== Data shown ==
......

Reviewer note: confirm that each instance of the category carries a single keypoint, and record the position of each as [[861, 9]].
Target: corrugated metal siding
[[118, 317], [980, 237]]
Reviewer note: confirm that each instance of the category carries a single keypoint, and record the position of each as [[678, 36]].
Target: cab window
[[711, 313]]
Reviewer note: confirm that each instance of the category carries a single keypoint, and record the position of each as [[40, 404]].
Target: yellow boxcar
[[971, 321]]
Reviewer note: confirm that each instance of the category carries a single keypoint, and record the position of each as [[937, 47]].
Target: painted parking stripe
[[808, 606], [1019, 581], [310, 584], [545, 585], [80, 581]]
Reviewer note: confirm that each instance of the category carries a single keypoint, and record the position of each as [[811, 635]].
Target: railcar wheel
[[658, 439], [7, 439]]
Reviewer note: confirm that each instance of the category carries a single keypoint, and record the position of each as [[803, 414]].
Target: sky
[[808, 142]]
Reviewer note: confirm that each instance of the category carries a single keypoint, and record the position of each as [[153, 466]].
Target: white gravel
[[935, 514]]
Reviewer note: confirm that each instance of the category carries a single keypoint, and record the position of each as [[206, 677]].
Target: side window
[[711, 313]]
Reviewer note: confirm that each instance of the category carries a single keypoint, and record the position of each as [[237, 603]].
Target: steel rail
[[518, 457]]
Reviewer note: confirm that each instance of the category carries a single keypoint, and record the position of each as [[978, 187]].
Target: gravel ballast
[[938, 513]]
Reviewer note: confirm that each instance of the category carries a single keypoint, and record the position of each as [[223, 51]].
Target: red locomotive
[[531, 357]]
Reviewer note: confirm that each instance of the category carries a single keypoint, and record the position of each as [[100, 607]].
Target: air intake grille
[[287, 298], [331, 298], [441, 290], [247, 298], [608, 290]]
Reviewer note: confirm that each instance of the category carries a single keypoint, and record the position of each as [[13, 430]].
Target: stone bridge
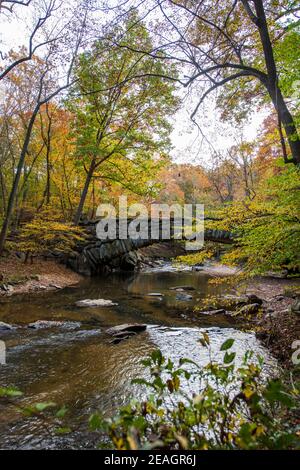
[[95, 256]]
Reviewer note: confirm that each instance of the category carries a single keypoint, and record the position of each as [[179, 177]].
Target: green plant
[[233, 408]]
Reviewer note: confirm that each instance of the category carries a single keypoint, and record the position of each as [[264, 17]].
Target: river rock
[[155, 294], [126, 328], [239, 301], [219, 311], [250, 309], [5, 326], [95, 303], [122, 332], [295, 308], [41, 324], [184, 297], [182, 288]]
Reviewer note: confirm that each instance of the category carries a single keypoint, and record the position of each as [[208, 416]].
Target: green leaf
[[229, 357], [227, 344]]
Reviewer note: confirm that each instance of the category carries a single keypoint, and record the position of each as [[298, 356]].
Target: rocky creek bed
[[85, 356]]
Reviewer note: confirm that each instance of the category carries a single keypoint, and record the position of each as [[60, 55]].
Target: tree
[[229, 42], [121, 121], [44, 89]]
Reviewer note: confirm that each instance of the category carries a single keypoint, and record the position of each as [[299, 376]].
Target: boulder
[[5, 326], [95, 303]]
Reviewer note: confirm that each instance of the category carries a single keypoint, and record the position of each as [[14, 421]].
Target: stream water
[[75, 365]]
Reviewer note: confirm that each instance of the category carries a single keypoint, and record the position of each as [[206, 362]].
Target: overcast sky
[[190, 144]]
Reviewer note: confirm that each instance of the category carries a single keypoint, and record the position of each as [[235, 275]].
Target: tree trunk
[[288, 123], [272, 85], [13, 193], [84, 192]]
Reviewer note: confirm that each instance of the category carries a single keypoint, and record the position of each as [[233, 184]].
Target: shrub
[[234, 408]]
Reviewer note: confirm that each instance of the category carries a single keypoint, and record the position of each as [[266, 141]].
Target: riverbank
[[42, 275], [278, 325], [274, 323]]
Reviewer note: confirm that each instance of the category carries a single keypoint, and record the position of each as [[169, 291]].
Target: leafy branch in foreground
[[233, 408]]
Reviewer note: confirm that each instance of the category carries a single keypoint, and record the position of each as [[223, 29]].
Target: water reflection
[[79, 368]]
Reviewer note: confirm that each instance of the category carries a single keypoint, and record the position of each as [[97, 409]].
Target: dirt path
[[18, 278]]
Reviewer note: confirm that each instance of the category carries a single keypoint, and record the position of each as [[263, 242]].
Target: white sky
[[189, 145]]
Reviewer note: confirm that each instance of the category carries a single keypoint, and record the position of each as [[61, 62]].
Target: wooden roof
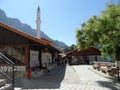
[[9, 28], [88, 51], [27, 36]]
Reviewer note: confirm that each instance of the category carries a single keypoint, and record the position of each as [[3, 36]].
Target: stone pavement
[[69, 78]]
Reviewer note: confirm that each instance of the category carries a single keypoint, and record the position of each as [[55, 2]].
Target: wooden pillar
[[27, 57]]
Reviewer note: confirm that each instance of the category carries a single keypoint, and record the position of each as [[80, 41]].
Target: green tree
[[102, 32]]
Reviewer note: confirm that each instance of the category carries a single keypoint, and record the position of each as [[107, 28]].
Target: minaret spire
[[38, 24]]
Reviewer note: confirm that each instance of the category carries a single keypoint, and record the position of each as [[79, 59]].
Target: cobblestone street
[[70, 78]]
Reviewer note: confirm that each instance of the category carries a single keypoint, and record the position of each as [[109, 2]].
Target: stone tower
[[38, 23]]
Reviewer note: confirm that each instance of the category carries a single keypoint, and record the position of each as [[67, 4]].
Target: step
[[6, 87], [2, 82]]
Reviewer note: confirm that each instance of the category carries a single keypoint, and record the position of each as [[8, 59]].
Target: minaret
[[38, 23]]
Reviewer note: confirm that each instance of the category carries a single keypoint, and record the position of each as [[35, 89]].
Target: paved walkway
[[69, 78]]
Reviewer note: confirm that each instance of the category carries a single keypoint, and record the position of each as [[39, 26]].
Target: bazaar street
[[70, 78]]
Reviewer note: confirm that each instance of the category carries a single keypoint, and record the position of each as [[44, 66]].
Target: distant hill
[[16, 23]]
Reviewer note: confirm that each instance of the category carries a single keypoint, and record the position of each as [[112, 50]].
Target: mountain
[[16, 23]]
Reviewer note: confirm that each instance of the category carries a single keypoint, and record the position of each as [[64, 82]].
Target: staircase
[[4, 85]]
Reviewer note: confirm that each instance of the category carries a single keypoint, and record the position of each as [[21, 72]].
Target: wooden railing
[[7, 68]]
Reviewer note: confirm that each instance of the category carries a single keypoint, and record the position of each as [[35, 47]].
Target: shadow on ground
[[113, 85], [51, 80]]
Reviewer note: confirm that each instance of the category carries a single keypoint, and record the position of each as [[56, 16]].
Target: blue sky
[[60, 18]]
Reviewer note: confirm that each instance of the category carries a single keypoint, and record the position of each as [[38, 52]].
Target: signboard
[[34, 58]]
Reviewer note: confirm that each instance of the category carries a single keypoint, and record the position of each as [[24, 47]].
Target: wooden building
[[25, 50], [86, 56]]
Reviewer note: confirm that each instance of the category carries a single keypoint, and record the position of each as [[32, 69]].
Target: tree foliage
[[101, 31]]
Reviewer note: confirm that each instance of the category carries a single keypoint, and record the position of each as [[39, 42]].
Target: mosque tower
[[38, 24]]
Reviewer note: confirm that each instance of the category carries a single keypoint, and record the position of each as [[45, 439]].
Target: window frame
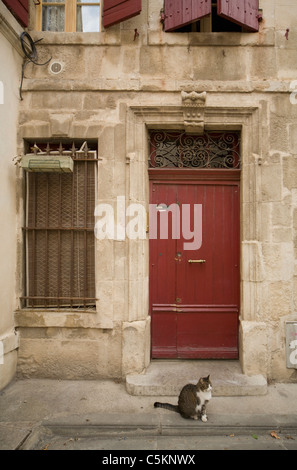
[[78, 291], [70, 14]]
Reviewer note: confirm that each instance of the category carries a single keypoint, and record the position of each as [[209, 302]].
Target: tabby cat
[[192, 400]]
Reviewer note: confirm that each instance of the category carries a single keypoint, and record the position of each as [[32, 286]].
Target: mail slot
[[291, 344]]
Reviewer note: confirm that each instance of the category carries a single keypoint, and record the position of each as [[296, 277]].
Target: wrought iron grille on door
[[59, 235], [170, 149]]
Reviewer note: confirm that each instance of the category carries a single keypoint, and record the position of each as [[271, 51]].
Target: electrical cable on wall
[[30, 51]]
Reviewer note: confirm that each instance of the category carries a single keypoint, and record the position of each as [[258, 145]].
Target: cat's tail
[[167, 406]]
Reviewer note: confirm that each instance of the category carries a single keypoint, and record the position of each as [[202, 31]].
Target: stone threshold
[[167, 377]]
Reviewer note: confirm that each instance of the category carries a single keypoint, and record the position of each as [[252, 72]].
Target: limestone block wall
[[10, 68], [113, 88]]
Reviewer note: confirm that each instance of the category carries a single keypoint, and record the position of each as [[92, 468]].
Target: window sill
[[263, 38], [110, 38], [116, 37], [54, 318]]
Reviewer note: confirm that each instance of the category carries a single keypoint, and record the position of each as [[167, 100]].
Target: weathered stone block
[[253, 354]]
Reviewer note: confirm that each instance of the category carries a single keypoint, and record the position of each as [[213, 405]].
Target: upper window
[[83, 15], [208, 15], [69, 15]]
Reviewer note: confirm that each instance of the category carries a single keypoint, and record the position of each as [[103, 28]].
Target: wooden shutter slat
[[179, 13], [116, 11], [242, 12], [19, 9]]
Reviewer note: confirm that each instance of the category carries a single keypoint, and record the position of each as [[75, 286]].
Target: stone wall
[[10, 72], [113, 87]]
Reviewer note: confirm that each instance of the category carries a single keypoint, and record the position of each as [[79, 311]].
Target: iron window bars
[[59, 233], [180, 150]]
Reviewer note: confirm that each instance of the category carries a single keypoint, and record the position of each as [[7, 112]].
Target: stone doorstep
[[167, 377]]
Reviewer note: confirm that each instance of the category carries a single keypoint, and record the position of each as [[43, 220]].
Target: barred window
[[59, 235]]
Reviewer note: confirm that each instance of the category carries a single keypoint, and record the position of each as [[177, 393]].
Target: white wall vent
[[56, 67], [291, 344]]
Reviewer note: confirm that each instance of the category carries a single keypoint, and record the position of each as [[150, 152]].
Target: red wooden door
[[194, 290]]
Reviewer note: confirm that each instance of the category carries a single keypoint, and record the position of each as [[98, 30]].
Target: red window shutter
[[242, 12], [178, 13], [115, 11], [20, 9]]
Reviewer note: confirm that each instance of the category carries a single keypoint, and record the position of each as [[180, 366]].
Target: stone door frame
[[249, 120]]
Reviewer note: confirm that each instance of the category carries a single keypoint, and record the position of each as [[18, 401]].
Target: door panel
[[195, 305]]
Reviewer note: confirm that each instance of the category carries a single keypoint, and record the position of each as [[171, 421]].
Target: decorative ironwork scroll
[[180, 150]]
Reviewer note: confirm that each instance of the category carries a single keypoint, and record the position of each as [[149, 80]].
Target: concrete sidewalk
[[60, 414]]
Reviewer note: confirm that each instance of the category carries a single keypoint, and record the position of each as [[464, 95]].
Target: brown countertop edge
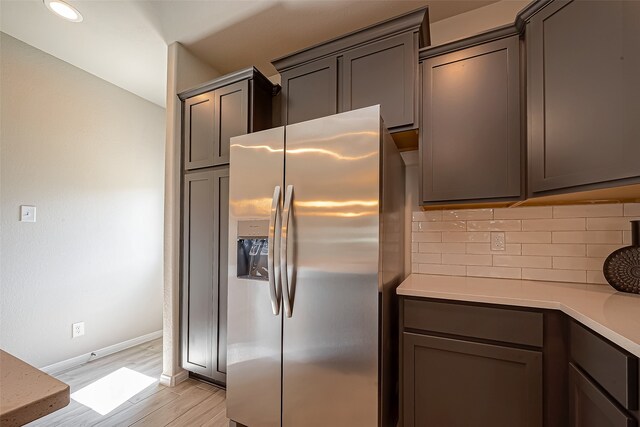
[[614, 315], [27, 393]]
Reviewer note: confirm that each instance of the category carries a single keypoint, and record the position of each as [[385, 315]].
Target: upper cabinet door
[[210, 121], [231, 118], [584, 95], [384, 73], [199, 132], [470, 134], [310, 91]]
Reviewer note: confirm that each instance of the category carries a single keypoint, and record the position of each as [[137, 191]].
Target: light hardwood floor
[[190, 403]]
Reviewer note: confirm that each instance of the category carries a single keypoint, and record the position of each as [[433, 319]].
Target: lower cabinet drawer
[[590, 407], [450, 383], [477, 321]]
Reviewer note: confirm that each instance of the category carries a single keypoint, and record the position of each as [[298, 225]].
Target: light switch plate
[[27, 213]]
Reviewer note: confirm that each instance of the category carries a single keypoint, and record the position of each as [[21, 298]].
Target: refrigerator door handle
[[286, 212], [274, 291]]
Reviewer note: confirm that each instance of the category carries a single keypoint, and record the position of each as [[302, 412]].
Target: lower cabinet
[[453, 382], [470, 364], [204, 284], [590, 407]]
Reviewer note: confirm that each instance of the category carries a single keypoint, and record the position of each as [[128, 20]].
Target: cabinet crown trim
[[418, 20], [489, 36], [218, 82]]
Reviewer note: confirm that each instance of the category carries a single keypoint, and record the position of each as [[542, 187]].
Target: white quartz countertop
[[614, 315]]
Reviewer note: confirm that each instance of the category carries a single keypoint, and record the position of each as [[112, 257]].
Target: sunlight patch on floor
[[111, 391]]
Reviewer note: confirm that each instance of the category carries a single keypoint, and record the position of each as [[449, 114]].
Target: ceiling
[[125, 41]]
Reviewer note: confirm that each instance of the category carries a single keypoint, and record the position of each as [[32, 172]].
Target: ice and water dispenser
[[253, 249]]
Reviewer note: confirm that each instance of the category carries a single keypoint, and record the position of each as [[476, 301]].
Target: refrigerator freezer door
[[254, 332], [330, 342]]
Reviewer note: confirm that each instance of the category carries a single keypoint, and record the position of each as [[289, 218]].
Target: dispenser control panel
[[253, 250]]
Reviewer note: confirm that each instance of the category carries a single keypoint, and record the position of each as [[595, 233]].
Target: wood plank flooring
[[190, 403]]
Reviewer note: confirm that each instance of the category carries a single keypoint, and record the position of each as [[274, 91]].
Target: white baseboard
[[84, 358], [172, 381]]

......

== Instruction ==
Starting with the first line and stopping after the line that contains "[[118, 317], [980, 237]]", write those lines out again, putting "corrugated steel siding" in place of "corrugated metal siding" and leaving everything else unchanged.

== The response ==
Reviewer note: confirm that each instance of the category carries a single keypoint, and record the position of each as [[861, 9]].
Target: corrugated steel siding
[[118, 317], [980, 237]]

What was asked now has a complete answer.